TASK SET ::
1. In the synthesizer editor article, what kind of user interface did the author choose for Patched?
2. Report every line in the rows that contains the string "black".

QUOTED TEXT ::
The Architecture of a Synthesizer Sound Editor


With extensive use of parsing and runtime code generation together with a relational data model, it is possible to reach a 20-fold reduction in code size. Patched, a Nord Modular patch editor, uses less than 5,000 lines of Python, PyMeta2, and various DSLs to do the same job as Nomad, another Nord Modular patch editor, which is using more than 100,000 lines of Java.


Patched (patch-ed) is the most recent result of my 10+ year long project to reverse engineer and reimplement the Clavia Nord Modular patch editor. But to complete the cross platform replacement is not my only goal. I also want to investigate interesting programming techniques.

A common way to program is to use a generic programming language to interpret input and generate output, updating internal data structures in between. This approach often results in lots of code, like Nomad, another editor for the same synth, with more than 100,000 lines of Java. For Patched, I was inspired by the research of VPRI and its somewhat different approach which results in a drastic reduction of code size. As I don't have very much spare time in front of a keyboard to type lots of code, this sounded attractive. Short code is also easier to overview and share. At the center of the VPRI approach is the concise representation of meaning using domain specific languages and runtime code transformations (compilation) to the target platform.

Another common coding practice I wanted to avoid was the object oriented data model. It requires lots of API code and structures the data in ways that make multiple simultaneous access patterns cumbersome. The relational model is a better way to organize data. A major drawback is the weak integration of query languages with the generic programming languages in common use. Using the VPRI approach, a DSL can be tailored to have good support for embedded queries when necessary.

Patched can be downloaded as a tarball from CVS. Check the README file for installation instructions.

Problem Domain

A Nord Modular patch editor uses MIDI to communicate with the synth to get the current patch and make changes to it. The editor also needs to present the patch in a human comprehensible form and let the user update it. Finally, it has to be able to load and save patch files to share with others and for backup purposes. The MIDI protocol is given by the synth. The patch file format is given by the legacy patch editor. What is left is the user interface, and I have chosen to implement a text based console UI.

Pattern Matching and Parsing

Patched is written in Python and PyMeta2, an implementation of OMeta for Python. OMeta is a language for pattern matching and parsing which is quite easy to work with. I use it extensively throughout the codebase...
  • to parse the three DSLs for Protocol definition, View composition and Model construction.
  • as a code generation target for the Protocol definition DSL.
  • to parse the MIDI communication.
  • to parse user commands and generated queries.
  • to parse patch file format.
All parsing results in a translation from the source language to a target language, Python or OMeta, which can be interpreted by the platform.
  • Model construction -> Python
  • View composition -> Python
  • Protocol definition (message parser) -> OMeta
  • Protocol definition (message generator) -> Python
  • MIDI message -> Mixcode
  • Patch file format -> Mixcode
  • Mixcode -> Python

Model Construction Language

The DSL used for data model construction makes it possible to create simple tables and fill them with data. Variables can be bound to items in Python lists to generate a span of rows where there is a correlation between columns.

map (name string, value number, caption string)
map 'knob' x:range(0,18) 'k{}'.format(x+1)
map 'knob' 18 'pedal'
map 'knob' 19 'after touch'
map 'knob' 20 'on/off switch'

The code above creates the table map with three columns and then fill it with data. The parser will translate it to the following code before it is evaluated by the Python interpreter in the model.py context.

RECORDS SHOWN ::
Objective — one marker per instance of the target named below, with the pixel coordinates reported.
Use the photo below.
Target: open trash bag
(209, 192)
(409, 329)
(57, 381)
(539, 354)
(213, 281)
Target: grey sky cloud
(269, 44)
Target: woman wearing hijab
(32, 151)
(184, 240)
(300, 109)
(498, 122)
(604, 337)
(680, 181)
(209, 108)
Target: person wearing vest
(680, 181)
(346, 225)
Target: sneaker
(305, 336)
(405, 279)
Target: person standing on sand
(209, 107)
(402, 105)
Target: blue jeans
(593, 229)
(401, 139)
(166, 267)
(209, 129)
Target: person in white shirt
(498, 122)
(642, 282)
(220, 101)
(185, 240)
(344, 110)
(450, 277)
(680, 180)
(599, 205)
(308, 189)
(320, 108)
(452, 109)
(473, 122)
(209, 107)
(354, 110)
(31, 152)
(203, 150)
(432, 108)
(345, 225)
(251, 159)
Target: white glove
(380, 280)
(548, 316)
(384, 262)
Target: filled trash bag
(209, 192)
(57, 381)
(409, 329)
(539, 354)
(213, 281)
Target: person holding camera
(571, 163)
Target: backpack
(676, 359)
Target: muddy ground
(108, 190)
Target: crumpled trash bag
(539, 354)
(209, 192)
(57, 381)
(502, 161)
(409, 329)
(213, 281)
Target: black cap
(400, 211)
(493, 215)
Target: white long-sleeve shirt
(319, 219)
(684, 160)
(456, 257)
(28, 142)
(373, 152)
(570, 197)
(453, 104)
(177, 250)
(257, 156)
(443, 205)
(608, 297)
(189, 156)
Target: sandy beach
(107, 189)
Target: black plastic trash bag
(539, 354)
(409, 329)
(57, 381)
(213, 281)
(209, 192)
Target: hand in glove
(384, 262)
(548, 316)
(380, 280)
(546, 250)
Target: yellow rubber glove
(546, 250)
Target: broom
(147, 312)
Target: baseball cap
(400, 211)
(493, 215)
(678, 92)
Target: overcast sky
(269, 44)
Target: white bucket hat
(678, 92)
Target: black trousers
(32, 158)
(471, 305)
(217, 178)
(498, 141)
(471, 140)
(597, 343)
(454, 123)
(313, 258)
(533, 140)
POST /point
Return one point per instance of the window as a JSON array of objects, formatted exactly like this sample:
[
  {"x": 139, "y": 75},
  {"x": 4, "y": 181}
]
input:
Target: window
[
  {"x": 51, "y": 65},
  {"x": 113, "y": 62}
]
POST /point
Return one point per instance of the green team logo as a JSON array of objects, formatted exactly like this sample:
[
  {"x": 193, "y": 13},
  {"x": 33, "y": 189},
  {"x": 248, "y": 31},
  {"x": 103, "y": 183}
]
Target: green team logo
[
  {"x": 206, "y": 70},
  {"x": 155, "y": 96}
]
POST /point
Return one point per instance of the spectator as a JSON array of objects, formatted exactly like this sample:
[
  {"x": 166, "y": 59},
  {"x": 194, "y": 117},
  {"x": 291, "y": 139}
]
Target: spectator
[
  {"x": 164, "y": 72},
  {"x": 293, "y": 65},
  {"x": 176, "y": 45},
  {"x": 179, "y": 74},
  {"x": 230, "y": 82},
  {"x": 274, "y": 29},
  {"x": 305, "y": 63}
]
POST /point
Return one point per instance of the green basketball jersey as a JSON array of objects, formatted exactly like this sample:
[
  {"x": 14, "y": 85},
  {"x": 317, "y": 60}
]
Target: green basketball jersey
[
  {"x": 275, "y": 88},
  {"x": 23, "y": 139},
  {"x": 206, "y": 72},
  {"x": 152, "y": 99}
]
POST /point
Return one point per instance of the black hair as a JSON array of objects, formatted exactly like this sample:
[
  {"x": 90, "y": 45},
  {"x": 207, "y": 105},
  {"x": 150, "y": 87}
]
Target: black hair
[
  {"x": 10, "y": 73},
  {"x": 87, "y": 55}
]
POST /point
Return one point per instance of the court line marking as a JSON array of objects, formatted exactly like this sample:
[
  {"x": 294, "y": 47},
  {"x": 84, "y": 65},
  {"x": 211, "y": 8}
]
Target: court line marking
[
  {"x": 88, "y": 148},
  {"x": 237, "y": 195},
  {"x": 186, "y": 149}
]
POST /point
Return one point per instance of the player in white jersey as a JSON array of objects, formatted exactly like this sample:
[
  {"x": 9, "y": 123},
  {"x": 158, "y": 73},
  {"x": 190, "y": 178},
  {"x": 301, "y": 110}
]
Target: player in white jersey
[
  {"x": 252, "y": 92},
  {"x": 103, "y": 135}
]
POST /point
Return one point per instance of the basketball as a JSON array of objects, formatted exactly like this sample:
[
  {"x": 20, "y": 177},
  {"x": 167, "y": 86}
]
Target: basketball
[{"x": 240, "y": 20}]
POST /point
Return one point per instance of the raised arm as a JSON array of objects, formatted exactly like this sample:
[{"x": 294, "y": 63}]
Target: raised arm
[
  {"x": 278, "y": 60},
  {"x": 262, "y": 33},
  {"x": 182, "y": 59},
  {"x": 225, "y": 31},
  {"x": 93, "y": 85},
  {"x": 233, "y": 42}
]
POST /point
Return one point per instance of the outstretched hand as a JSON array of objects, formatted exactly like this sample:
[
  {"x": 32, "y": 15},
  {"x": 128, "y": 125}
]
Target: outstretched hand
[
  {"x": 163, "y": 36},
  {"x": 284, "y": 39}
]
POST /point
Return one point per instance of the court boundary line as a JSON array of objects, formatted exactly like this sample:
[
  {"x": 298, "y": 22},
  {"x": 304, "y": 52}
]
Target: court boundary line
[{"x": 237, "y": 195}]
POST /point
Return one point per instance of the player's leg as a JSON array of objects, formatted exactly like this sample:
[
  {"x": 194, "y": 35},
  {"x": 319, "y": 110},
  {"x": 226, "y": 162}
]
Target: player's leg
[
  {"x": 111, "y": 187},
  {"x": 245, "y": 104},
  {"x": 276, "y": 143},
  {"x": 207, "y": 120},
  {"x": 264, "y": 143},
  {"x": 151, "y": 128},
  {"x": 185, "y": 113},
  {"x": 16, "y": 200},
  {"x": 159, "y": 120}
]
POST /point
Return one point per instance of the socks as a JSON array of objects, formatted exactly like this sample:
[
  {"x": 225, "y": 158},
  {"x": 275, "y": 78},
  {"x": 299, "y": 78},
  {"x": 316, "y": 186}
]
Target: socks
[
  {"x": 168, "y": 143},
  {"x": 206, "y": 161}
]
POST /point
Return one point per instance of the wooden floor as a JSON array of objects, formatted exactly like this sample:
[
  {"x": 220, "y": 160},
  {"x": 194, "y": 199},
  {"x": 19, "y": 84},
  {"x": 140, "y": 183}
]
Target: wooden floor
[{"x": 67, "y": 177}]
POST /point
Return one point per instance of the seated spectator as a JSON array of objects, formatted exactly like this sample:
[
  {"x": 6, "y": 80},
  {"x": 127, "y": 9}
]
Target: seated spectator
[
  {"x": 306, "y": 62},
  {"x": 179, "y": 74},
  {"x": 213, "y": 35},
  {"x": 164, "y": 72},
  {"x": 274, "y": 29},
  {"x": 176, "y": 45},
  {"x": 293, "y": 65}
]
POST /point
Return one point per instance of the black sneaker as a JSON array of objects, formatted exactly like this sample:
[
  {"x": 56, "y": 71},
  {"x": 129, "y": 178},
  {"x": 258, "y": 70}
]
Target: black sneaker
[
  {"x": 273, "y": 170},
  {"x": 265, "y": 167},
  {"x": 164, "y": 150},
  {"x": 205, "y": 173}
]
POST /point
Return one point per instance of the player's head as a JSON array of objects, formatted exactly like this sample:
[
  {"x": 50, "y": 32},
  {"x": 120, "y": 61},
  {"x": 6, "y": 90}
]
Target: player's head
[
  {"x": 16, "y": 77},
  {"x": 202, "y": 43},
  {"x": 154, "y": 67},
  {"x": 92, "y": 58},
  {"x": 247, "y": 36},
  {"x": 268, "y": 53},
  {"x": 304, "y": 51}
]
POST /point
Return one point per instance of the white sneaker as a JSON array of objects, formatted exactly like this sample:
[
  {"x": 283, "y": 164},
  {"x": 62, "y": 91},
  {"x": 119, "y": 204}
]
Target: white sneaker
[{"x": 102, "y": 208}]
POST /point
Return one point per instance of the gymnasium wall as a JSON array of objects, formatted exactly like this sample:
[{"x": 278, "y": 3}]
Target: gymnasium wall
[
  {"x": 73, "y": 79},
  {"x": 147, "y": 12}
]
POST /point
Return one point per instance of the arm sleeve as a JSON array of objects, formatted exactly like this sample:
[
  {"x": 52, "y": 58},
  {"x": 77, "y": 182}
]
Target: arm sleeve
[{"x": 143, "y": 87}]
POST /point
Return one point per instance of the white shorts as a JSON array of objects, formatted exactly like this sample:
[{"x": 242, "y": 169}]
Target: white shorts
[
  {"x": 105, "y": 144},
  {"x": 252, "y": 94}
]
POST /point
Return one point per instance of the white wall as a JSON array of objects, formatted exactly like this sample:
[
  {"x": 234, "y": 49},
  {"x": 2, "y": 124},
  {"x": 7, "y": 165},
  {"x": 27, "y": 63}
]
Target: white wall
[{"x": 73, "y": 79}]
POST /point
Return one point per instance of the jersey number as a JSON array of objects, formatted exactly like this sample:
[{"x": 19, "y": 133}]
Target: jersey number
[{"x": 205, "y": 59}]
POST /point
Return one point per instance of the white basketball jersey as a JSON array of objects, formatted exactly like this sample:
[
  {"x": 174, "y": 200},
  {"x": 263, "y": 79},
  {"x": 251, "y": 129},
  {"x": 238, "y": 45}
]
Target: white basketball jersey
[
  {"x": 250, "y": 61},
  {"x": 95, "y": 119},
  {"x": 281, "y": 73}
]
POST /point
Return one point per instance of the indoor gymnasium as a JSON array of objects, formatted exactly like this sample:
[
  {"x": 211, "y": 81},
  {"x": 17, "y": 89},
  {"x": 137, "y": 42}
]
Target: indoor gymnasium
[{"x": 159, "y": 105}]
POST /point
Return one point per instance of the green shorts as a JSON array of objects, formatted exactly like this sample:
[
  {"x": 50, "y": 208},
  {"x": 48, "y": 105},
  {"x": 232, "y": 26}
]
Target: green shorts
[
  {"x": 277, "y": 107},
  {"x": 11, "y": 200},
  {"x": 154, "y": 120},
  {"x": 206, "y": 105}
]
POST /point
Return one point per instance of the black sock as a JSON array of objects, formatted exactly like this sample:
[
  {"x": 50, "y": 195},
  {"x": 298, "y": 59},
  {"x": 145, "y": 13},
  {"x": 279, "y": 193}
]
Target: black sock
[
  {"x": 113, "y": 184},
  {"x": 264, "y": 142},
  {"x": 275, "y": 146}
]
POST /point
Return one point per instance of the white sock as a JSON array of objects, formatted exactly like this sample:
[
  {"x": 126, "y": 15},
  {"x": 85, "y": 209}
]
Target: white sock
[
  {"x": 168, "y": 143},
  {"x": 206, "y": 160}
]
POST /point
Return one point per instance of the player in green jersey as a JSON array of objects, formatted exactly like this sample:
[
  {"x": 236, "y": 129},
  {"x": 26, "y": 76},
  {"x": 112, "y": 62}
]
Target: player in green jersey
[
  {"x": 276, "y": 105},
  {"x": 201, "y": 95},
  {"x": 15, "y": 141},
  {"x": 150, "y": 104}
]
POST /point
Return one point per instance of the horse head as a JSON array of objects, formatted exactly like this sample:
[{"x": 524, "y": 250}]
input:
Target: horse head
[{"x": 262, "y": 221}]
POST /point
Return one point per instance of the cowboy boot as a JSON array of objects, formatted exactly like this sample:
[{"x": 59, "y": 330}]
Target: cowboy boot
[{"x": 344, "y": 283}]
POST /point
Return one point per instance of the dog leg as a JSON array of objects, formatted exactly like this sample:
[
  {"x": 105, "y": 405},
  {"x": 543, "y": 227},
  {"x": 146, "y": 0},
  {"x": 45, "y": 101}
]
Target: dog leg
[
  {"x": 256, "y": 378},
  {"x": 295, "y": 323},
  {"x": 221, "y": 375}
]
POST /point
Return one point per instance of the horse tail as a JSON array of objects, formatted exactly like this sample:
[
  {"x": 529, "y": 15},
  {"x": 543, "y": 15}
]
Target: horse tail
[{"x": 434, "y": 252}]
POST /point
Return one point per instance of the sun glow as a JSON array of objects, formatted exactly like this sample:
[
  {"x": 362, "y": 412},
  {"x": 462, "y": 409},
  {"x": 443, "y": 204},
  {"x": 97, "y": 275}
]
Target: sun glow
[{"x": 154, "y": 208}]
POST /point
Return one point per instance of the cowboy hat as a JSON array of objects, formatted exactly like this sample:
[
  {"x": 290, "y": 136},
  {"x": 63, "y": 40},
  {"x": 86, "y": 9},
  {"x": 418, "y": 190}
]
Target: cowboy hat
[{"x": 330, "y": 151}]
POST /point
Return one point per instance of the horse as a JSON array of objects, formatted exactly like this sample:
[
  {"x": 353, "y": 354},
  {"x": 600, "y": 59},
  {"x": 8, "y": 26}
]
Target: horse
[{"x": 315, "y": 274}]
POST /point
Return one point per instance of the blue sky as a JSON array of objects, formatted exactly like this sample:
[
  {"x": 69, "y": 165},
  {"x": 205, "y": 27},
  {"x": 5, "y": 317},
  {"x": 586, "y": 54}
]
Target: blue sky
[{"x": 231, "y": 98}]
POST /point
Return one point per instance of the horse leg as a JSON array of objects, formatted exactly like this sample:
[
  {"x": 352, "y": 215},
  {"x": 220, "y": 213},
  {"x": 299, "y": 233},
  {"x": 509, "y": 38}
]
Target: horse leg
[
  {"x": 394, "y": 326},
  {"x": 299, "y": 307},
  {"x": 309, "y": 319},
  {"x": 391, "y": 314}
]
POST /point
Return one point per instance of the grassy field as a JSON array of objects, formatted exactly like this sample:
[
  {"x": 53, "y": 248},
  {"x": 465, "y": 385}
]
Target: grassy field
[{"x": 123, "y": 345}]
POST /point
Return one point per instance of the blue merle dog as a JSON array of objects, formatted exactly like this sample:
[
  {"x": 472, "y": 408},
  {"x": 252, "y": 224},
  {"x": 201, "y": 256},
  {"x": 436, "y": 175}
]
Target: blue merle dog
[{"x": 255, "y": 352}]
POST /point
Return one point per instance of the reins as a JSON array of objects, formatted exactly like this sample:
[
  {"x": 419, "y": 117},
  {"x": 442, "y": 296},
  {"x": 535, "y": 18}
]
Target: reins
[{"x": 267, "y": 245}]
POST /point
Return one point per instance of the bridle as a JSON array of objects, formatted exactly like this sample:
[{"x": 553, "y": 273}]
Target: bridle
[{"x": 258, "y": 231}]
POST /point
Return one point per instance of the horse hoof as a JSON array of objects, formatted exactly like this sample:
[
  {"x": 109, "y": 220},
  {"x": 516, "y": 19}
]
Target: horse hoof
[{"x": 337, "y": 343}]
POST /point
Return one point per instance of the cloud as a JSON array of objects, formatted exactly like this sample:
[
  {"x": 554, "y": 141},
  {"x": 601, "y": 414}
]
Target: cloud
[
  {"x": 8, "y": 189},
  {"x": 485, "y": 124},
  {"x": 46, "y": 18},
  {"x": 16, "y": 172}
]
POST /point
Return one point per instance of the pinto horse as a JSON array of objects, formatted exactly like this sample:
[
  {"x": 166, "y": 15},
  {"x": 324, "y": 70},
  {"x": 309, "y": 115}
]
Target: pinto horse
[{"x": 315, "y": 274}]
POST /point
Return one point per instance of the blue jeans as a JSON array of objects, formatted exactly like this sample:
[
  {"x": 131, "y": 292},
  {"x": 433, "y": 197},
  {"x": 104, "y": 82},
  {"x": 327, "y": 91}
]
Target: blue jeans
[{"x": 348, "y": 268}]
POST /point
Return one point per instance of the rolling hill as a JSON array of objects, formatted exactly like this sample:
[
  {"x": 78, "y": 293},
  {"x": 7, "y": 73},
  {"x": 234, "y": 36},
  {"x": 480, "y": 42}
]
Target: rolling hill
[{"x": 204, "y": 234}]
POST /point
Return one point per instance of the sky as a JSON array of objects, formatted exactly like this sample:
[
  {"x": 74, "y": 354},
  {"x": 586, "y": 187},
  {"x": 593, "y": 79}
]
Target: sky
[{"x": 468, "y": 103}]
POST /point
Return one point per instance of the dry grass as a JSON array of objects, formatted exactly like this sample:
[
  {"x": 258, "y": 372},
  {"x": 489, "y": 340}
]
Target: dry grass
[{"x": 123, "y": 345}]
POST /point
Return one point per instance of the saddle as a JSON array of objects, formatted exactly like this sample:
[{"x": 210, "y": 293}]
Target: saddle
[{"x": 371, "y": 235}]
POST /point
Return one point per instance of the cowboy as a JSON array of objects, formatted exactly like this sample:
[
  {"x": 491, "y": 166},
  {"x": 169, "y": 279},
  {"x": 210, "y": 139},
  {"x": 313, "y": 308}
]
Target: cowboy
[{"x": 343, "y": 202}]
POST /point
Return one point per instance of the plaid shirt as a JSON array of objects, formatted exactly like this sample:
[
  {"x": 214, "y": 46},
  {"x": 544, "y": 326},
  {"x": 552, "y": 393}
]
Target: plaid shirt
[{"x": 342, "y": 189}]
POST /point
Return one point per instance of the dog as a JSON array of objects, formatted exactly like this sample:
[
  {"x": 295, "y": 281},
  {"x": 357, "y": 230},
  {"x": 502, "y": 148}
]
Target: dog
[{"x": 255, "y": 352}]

ANSWERS BY TASK ::
1. A text-based console UI.

2.
Target: black cap
Target: black plastic trash bag
Target: black trousers
Return one point per instance of the black hair as a JSON array of objects, formatted exactly like this sample:
Target: black hair
Return one point per instance of the black sneaker as a JSON array of objects, formatted exactly like this sample:
Target: black sneaker
Return one point per instance of the black sock as a JSON array of objects, formatted exactly like this sample:
Target: black sock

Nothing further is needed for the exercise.